- **AUFGABENSTELLUNG**
Schreibe den Teil des Textausschnitts über den Großen Eichenbock, der mit den Worten „Je ein bis drei“ beginnt und mit „oder fünf Jahre.“ endet, neu und setze dabei „Eichenböcke“ an die Stelle von „Käfer“.

Die vollentwickelte Imago des Großen Eichenbocks hält sich fast ausschließlich an ihrem Geburtsbaum auf. Tagsüber versteckt sie sich unter loser Rinde, in alten Fraßgängen oder im Laub im direkten Umfeld des Baumes. In warmen Sommernächten mit Temperaturen über 18 °C, vor allem im Juni und Juli, fliegt die Imago kleinere Strecken, selten auch bis zu 4 Kilometer. Entsprechend gering ist die Verbreitungstendenz dieser sehr ortstreuen Tiere. Zwischen 20 und 22 Uhr ist ihre Hauptaktivität. Sie ernähren sich am Saftfluss verletzter Eichen und reifem Obst. Die adulten Tiere werden maximal 46 Tage (Männchen) bzw. 59 Tage (Weibchen) alt. Während seiner nächtlichen Aktivität erzeugt der Große Eichenbock stridulierende Geräusche, indem er die vorderen zwei seiner drei Brustsegmente aneinander reibt.

Je ein bis drei Eier auf einmal, insgesamt 60 bis 450, legt das Weibchen mehrmals in die knorrige Rinde alter Eichen. Nach bis zu drei Wochen schlüpfen die Larven und fressen sich zur ersten Überwinterung in das Kambium, im zweiten Jahr ins Splintholz und im dritten (bis fünften Jahr) ins Kernholz. Die neun bis zehn Zentimeter langen Larven ernähren sich von den Assimmilaten, Vitaminen und Mineralstoffen im Saftfluss des Baumes. Sie verpuppen sich im Juli oder August im Hakengang. Nach vier bis sechs Wochen schlüpfen je Baum bis zu 200 Käfer von Ende September bis Oktober, die dann ein drittes Mal in der Puppenwiege überwintern. In manchen Fällen dauert die Entwicklung auch vier oder fünf Jahre.

- **BEREITGESTELLTES MATERIAL**
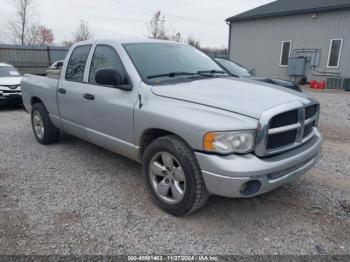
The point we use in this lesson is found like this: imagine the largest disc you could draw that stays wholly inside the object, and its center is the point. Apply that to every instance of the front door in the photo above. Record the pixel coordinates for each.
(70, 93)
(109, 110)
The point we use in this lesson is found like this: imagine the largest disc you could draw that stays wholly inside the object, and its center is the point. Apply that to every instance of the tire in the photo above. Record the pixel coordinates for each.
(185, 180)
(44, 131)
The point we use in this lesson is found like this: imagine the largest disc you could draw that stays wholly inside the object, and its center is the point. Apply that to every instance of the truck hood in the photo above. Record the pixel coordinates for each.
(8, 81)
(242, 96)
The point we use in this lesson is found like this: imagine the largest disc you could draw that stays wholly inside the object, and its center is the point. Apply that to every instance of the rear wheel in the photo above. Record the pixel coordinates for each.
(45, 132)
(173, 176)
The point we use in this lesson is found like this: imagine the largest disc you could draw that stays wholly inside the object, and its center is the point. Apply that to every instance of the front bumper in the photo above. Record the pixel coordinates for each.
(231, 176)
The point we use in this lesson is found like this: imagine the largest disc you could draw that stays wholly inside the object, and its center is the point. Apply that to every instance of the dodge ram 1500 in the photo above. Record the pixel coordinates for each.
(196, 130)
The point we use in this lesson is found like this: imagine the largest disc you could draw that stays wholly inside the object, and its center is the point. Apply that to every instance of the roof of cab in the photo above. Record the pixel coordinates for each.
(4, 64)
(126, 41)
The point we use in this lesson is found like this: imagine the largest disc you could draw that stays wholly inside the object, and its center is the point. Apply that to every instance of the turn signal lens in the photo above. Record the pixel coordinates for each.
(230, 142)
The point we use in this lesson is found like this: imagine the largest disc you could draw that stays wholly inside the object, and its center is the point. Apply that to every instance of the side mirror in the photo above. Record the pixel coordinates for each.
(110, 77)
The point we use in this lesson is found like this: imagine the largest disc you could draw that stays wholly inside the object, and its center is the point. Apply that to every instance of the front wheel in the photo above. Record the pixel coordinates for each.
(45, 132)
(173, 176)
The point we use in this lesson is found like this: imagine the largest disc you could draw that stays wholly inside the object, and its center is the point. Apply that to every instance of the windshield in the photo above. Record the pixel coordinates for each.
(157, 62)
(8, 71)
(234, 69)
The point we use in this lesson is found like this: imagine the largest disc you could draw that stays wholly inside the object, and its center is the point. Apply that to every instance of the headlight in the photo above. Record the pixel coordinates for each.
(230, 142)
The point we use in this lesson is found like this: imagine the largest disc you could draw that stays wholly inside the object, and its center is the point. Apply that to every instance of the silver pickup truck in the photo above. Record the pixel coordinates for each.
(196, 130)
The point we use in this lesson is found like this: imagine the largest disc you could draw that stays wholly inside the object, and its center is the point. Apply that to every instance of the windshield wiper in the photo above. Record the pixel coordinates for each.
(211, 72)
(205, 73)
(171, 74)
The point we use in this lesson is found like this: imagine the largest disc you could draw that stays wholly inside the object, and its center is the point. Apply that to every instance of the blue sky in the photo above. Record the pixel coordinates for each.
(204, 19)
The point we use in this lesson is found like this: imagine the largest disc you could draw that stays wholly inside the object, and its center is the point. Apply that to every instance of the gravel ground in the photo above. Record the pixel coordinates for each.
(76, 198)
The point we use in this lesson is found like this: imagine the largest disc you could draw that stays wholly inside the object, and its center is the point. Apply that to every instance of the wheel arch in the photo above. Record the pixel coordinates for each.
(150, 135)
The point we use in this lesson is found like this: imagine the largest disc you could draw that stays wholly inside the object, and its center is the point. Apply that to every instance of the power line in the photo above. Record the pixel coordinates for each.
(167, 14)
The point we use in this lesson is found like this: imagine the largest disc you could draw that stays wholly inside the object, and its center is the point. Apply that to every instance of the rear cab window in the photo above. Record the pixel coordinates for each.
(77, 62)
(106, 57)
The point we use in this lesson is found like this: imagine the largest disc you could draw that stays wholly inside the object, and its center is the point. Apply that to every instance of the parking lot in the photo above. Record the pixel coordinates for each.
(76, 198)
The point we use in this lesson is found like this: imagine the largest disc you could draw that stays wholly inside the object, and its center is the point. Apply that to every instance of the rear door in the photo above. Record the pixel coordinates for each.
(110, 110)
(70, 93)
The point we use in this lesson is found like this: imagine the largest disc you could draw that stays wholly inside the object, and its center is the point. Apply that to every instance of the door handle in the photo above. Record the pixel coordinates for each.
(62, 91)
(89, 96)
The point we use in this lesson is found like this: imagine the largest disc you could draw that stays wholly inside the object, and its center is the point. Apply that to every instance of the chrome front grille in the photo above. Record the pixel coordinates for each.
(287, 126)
* * *
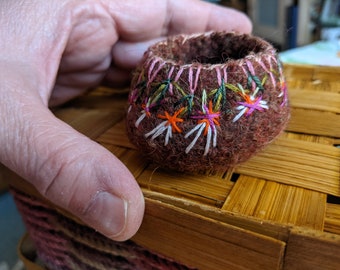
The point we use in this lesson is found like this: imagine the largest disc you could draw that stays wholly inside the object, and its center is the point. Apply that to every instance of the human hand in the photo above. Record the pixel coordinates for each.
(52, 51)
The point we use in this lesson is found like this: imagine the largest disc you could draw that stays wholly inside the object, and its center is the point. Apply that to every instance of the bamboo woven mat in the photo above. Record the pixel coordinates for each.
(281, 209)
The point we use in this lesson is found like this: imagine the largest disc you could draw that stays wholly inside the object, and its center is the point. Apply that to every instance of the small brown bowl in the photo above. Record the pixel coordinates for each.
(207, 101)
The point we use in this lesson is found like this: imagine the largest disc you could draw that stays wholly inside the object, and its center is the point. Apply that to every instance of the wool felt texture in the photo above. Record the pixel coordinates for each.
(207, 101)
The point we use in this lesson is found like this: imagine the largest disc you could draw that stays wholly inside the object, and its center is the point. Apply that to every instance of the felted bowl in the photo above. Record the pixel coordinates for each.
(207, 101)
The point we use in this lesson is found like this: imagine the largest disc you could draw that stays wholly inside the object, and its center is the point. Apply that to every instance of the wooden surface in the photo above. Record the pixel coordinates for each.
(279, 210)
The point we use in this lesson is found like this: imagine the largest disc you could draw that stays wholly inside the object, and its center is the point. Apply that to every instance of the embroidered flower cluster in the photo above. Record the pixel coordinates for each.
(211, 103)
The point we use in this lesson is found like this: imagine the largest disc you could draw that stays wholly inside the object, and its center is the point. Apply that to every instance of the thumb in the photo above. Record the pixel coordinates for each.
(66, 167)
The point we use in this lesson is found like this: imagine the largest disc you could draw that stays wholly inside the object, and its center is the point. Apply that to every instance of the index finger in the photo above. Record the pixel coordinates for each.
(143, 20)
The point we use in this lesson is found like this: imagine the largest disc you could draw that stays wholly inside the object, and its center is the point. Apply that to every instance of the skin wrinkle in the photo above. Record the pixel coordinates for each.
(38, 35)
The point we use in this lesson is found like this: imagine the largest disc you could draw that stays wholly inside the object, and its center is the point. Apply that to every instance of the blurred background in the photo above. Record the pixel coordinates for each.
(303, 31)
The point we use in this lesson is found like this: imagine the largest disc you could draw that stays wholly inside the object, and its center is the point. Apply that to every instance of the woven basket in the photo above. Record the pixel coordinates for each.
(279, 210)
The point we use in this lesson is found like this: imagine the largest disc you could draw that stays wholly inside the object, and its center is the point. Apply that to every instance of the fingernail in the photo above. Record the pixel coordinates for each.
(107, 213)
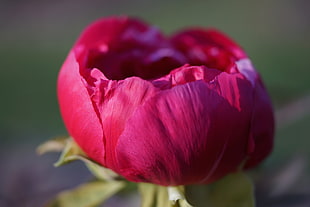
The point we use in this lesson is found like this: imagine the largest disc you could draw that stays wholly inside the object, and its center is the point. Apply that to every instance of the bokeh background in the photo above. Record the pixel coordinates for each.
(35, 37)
* * *
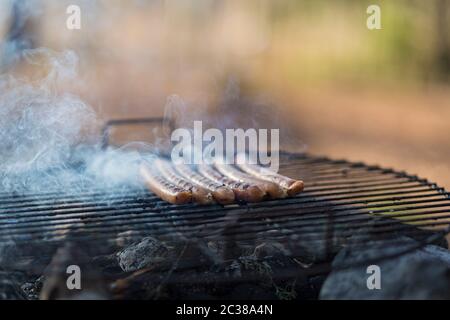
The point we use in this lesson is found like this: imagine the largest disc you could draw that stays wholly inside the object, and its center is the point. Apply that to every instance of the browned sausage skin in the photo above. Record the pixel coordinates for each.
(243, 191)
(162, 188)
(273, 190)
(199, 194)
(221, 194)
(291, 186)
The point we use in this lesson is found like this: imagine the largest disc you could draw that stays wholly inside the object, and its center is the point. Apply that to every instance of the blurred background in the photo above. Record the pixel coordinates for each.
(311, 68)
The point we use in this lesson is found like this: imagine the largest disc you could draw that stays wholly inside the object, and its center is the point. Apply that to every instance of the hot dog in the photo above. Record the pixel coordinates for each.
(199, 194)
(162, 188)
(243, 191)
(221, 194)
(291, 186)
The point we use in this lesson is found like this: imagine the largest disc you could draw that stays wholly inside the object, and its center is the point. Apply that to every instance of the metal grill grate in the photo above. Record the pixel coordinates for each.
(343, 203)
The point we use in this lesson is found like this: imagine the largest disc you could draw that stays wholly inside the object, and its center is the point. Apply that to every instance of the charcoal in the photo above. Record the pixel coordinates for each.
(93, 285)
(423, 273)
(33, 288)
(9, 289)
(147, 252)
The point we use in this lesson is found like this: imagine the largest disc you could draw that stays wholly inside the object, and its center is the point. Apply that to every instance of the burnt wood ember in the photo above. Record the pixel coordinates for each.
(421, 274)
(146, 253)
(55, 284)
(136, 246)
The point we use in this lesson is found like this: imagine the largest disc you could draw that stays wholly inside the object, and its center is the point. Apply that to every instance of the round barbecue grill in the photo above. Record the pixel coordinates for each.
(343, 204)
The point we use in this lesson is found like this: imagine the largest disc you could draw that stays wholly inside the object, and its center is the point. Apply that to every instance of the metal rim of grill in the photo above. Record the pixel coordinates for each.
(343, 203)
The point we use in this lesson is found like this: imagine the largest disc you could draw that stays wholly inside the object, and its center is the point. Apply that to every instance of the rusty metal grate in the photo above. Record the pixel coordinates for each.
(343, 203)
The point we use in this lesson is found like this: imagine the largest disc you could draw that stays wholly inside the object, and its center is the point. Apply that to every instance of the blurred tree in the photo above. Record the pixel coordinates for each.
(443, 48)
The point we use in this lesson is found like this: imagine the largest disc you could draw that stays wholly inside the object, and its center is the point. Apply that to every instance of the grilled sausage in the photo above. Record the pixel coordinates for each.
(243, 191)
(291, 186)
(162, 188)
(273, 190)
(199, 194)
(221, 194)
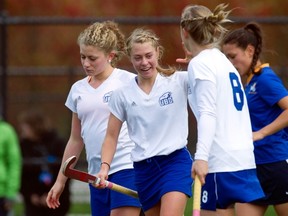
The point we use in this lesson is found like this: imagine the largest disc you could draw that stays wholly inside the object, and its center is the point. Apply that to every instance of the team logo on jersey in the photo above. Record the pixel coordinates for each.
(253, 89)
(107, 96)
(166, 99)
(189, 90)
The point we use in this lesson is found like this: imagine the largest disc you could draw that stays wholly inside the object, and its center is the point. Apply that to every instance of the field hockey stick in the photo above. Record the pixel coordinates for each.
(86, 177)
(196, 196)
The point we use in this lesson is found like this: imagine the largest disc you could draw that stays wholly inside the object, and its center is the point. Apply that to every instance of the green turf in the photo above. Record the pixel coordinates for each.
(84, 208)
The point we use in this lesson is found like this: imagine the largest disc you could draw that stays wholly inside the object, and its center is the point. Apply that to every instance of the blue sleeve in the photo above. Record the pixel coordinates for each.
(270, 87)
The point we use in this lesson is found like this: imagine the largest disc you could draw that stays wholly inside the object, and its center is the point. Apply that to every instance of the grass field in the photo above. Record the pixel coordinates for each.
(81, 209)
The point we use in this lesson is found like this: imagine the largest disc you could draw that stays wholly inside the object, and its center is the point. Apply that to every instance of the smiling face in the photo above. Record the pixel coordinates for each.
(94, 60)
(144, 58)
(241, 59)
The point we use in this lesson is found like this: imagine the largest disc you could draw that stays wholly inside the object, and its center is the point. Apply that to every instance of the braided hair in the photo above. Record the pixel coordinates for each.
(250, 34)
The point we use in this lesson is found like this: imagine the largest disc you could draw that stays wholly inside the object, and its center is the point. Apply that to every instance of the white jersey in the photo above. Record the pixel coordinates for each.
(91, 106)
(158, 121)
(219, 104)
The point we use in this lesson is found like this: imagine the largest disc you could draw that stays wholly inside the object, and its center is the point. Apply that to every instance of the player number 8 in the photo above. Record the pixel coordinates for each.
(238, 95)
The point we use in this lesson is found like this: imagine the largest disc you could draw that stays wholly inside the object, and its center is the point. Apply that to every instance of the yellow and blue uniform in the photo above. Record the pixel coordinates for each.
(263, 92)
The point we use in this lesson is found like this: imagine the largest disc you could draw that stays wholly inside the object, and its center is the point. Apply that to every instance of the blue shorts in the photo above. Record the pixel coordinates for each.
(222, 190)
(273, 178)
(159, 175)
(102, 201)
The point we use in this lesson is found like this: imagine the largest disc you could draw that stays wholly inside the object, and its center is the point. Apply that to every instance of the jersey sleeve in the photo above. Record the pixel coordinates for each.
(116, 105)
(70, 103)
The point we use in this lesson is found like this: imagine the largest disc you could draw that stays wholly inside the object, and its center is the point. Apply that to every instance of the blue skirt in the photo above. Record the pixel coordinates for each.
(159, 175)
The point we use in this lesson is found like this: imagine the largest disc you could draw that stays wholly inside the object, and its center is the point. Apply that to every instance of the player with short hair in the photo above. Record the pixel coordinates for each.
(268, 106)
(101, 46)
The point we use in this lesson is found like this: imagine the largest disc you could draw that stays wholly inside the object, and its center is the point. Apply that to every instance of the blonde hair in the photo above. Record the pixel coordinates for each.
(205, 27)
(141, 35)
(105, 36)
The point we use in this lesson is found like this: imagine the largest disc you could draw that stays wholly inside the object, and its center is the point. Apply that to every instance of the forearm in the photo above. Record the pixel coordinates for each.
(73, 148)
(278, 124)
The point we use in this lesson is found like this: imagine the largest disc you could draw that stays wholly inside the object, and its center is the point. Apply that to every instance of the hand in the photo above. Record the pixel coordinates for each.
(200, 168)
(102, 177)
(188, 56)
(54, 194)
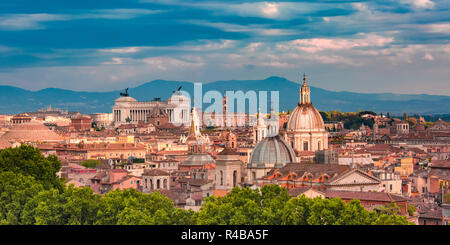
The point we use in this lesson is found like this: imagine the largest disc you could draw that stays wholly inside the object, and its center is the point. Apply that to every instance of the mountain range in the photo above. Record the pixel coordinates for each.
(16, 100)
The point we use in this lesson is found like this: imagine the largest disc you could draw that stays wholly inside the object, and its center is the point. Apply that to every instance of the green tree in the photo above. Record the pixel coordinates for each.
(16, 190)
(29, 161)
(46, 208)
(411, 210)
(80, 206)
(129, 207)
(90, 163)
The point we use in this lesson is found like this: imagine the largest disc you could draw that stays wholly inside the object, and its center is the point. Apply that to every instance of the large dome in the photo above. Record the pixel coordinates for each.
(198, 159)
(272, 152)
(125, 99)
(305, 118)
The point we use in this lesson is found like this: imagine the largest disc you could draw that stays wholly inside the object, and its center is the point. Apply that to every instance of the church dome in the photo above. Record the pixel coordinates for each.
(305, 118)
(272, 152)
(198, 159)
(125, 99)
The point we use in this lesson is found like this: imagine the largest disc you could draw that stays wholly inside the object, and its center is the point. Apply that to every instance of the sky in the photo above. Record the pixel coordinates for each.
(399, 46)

- **LÖSUNG**
Je ein bis drei Eier auf einmal, insgesamt 60 bis 450, legt das Weibchen mehrmals in die knorrige Rinde alter Eichen. Nach bis zu drei Wochen schlüpfen die Larven und fressen sich zur ersten Überwinterung in das Kambium, im zweiten Jahr ins Splintholz und im dritten (bis fünften Jahr) ins Kernholz. Die neun bis zehn Zentimeter langen Larven ernähren sich von den Assimmilaten, Vitaminen und Mineralstoffen im Saftfluss des Baumes. Sie verpuppen sich im Juli oder August im Hakengang. Nach vier bis sechs Wochen schlüpfen je Baum bis zu 200 Eichenböcke von Ende September bis Oktober, die dann ein drittes Mal in der Puppenwiege überwintern. In manchen Fällen dauert die Entwicklung auch vier oder fünf Jahre.